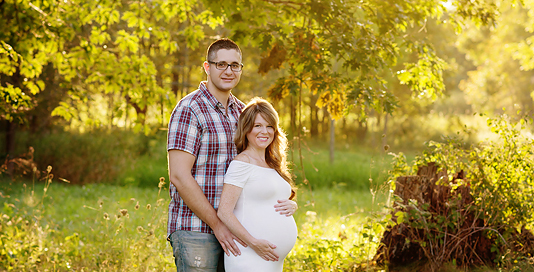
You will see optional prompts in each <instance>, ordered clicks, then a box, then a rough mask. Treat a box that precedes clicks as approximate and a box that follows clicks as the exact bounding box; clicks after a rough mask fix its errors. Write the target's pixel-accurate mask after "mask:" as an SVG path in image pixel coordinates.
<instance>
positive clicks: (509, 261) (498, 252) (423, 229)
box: [390, 116, 534, 270]
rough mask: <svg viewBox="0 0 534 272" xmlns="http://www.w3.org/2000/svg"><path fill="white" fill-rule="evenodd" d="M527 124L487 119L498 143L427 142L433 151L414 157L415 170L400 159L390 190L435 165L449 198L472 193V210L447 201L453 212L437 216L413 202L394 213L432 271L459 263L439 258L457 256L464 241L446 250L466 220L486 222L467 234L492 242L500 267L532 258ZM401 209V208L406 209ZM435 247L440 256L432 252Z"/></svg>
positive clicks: (529, 140) (504, 117)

* * *

Please return all of the entries word for word, excluding the pictures.

You will see optional prompts in each <instance>, ordered clicks, then a box, then a rough mask. Treat a box that precedes clicks as approximate and a box that follows clicks as the exact bounding box; clicks after a rough mask fix its errors. Write the target's pixel-accurate mask after "mask:" as an SVG path in image pixel coordinates.
<instance>
positive clicks: (509, 261) (498, 252) (423, 229)
box: [390, 116, 534, 270]
rough mask: <svg viewBox="0 0 534 272" xmlns="http://www.w3.org/2000/svg"><path fill="white" fill-rule="evenodd" d="M527 124L487 119L498 143L427 142L433 151L414 157L415 170L400 159L390 190L435 165L449 198L472 193V210L447 201L453 212L437 216L413 202L394 213L432 271L459 263L439 258L457 256L464 241L446 250L466 220L486 222L467 234L492 242L500 267L532 258ZM401 209V208L406 209ZM435 247L440 256L432 252Z"/></svg>
positive clicks: (529, 140) (504, 117)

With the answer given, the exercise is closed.